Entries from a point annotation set

_ _ _ _ _

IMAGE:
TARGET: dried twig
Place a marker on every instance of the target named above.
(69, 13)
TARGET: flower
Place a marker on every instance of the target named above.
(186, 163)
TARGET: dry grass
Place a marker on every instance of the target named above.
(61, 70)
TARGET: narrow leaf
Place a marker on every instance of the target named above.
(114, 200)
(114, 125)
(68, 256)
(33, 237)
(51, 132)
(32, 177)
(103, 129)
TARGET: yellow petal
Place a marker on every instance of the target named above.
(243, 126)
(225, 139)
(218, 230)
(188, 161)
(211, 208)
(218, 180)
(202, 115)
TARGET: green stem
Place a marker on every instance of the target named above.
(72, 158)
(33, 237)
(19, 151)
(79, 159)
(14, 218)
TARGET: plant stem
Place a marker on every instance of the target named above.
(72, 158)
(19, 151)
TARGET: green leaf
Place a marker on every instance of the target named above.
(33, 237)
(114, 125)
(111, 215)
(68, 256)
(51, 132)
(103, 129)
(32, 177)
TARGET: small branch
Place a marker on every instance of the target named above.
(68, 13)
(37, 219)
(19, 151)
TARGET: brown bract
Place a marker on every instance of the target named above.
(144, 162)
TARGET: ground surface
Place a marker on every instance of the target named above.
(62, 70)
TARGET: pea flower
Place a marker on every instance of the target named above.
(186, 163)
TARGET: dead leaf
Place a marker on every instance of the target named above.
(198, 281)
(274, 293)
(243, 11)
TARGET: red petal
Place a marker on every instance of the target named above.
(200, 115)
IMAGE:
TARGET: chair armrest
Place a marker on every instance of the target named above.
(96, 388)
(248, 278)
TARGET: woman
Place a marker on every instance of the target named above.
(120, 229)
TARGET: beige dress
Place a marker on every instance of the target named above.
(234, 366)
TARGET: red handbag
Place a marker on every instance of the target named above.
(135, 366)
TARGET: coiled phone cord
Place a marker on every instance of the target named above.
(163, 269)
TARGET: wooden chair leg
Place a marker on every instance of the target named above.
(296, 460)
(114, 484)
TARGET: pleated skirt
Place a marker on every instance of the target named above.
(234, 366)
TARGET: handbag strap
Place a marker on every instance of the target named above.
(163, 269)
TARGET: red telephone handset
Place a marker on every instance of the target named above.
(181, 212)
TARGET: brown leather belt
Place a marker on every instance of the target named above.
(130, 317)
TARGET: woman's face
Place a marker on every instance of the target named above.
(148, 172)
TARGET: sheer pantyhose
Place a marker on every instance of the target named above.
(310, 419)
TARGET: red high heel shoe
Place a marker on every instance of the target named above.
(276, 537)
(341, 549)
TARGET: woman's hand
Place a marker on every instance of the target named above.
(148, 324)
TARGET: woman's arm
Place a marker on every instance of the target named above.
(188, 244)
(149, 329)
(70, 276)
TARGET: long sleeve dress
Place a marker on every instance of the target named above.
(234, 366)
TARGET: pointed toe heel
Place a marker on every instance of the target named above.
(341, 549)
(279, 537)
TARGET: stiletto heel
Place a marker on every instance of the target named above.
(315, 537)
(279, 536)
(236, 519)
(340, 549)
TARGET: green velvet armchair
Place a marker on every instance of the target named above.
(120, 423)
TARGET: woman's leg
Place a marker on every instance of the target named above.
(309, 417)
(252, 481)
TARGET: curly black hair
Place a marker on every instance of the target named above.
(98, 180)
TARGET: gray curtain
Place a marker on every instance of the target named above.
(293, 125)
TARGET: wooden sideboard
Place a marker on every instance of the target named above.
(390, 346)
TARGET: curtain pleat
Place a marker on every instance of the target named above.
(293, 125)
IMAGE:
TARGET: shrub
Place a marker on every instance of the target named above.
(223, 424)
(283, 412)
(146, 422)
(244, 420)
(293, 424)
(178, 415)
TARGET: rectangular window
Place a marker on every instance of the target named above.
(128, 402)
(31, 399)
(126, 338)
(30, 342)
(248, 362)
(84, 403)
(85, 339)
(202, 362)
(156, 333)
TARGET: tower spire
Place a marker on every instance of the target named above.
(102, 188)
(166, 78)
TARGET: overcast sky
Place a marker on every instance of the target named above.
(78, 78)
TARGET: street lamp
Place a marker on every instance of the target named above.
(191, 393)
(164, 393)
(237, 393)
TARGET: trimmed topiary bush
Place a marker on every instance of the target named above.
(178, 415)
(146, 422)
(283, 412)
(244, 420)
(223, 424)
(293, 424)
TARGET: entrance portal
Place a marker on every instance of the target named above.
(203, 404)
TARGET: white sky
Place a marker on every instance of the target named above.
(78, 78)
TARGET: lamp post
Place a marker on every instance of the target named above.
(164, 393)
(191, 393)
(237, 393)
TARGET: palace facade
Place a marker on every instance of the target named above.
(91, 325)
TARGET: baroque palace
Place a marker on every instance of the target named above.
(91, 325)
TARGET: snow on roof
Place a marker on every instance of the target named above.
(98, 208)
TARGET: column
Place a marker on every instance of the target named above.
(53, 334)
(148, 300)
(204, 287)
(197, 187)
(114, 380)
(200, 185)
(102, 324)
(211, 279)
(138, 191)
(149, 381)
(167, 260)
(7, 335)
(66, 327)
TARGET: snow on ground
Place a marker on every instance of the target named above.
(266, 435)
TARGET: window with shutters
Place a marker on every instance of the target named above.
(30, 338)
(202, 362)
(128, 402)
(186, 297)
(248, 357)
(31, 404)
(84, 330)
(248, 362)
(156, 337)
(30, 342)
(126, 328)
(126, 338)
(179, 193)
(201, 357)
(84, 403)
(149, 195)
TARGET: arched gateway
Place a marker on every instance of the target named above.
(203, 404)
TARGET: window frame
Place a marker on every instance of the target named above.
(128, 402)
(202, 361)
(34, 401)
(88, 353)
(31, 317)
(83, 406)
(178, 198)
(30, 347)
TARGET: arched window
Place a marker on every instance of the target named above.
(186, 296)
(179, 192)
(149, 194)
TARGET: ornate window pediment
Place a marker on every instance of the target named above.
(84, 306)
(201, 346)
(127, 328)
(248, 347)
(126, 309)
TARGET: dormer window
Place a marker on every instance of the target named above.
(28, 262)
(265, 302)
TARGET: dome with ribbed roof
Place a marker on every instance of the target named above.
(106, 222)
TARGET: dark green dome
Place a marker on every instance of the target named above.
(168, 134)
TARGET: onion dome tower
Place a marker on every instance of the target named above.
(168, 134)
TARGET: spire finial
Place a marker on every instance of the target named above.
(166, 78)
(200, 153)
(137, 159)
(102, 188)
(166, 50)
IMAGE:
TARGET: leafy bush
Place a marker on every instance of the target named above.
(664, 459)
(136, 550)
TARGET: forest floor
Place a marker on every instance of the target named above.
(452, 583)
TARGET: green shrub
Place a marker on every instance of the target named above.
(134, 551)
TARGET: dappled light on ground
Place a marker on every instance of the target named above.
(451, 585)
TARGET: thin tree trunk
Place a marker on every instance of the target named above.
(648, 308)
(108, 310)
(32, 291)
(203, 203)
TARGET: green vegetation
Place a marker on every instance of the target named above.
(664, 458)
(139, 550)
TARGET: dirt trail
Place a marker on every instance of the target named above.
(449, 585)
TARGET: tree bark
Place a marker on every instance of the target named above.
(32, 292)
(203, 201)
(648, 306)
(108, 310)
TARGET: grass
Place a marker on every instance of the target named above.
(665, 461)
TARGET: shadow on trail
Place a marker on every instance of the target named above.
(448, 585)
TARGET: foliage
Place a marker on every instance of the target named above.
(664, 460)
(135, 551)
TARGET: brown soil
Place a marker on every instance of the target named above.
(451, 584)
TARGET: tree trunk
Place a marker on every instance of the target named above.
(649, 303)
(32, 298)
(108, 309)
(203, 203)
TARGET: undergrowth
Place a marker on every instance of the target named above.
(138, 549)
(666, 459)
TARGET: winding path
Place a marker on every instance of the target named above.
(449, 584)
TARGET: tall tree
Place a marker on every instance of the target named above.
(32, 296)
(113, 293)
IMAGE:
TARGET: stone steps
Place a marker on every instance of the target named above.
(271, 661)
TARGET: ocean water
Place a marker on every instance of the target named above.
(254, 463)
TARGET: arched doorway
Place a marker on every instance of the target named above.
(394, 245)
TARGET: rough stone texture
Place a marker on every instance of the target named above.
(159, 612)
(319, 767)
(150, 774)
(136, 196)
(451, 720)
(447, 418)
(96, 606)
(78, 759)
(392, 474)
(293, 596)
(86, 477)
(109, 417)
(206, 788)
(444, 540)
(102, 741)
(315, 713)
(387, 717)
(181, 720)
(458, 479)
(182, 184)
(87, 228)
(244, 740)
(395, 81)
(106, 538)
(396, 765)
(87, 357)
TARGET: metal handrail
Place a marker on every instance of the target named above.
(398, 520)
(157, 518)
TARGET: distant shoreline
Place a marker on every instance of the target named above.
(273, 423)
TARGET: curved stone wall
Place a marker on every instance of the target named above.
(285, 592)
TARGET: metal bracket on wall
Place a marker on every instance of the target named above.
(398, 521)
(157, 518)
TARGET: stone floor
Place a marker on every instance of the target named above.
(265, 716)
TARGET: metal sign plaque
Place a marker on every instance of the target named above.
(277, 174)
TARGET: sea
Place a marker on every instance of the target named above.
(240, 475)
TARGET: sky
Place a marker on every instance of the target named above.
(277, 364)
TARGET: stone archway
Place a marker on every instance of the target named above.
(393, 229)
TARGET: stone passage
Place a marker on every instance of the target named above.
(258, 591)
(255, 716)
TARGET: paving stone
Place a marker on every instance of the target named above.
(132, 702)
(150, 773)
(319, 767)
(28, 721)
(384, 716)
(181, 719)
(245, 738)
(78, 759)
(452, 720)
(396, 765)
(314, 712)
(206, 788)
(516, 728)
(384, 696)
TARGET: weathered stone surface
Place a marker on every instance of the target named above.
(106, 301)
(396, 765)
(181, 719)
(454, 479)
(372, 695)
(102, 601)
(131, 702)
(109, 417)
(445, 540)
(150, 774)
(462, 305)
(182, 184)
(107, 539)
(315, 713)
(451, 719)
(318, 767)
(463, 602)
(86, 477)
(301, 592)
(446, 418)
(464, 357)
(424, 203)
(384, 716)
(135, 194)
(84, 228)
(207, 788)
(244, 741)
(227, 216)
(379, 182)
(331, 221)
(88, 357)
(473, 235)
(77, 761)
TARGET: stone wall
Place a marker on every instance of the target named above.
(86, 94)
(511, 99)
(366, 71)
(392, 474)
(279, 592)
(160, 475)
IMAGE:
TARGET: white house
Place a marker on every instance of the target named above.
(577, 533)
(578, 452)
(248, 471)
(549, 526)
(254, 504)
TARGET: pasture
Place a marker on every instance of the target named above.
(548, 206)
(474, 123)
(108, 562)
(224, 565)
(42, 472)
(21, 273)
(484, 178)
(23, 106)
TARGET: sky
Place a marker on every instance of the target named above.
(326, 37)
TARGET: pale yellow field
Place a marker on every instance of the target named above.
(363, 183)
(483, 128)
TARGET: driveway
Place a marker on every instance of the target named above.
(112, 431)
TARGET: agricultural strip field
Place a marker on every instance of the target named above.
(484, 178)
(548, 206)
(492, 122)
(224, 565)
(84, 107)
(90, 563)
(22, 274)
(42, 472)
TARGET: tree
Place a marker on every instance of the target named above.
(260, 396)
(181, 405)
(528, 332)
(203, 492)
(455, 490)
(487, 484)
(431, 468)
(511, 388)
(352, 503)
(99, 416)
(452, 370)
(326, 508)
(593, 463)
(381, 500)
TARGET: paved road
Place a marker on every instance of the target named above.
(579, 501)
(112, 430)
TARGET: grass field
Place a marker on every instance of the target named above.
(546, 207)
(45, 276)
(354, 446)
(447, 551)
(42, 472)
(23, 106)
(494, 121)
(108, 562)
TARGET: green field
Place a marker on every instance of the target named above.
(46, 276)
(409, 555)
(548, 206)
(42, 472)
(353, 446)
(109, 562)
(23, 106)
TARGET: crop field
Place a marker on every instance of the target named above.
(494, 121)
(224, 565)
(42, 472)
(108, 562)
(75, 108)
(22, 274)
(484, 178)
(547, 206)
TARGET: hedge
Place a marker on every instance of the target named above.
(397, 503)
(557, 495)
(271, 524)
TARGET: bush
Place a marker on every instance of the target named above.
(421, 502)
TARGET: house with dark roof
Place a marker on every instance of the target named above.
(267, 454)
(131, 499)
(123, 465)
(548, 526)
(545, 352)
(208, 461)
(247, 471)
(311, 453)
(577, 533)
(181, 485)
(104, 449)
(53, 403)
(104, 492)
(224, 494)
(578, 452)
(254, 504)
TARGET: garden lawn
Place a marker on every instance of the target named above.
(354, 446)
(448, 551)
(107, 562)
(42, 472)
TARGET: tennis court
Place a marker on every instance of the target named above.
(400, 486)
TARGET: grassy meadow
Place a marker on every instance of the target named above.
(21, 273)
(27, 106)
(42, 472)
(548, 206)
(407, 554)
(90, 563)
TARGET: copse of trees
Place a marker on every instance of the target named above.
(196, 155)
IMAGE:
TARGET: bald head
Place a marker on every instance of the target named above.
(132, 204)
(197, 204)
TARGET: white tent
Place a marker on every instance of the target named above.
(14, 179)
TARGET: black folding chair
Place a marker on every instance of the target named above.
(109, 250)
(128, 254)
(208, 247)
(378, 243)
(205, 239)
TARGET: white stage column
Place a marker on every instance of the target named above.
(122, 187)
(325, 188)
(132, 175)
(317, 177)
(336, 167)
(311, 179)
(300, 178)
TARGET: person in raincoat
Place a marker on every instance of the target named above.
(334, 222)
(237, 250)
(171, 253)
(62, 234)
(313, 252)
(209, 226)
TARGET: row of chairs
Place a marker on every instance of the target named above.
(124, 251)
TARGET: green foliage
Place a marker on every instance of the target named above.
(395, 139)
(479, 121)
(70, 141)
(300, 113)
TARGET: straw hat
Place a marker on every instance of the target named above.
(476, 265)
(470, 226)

_ _ _ _ _

TASK TO CARRY OUT:
Everything from the line containing "TARGET: copse of trees" to the end of the data above should be quoted exactly, please, both ends included, and nothing outside that span.

EXPECTED OUTPUT:
TARGET: copse of trees
Place a marker on every instance of the target named above.
(196, 155)
IMAGE:
TARGET: bald head
Place a marker on every instance of the target named above.
(132, 204)
(197, 204)
TARGET: white tent
Place a marker on every instance of the target named above.
(14, 179)
TARGET: black folding chair
Place a marker on every instance of the target named above.
(109, 250)
(128, 254)
(208, 247)
(378, 243)
(205, 239)
TARGET: white stage column
Place a marker on every instance of the target named above.
(122, 187)
(325, 188)
(132, 175)
(317, 177)
(336, 167)
(311, 179)
(300, 178)
TARGET: person in raincoat
Place a marker on every instance of the target named above.
(334, 222)
(237, 250)
(171, 253)
(62, 234)
(313, 252)
(209, 226)
TARGET: row of chairs
Place a marker on every instance of the target named above.
(124, 251)
TARGET: green foliage
Place a marker on every instance of the target named above.
(395, 139)
(479, 121)
(70, 141)
(300, 113)
TARGET: straw hat
Place a marker on every instance of the target named above.
(476, 265)
(470, 226)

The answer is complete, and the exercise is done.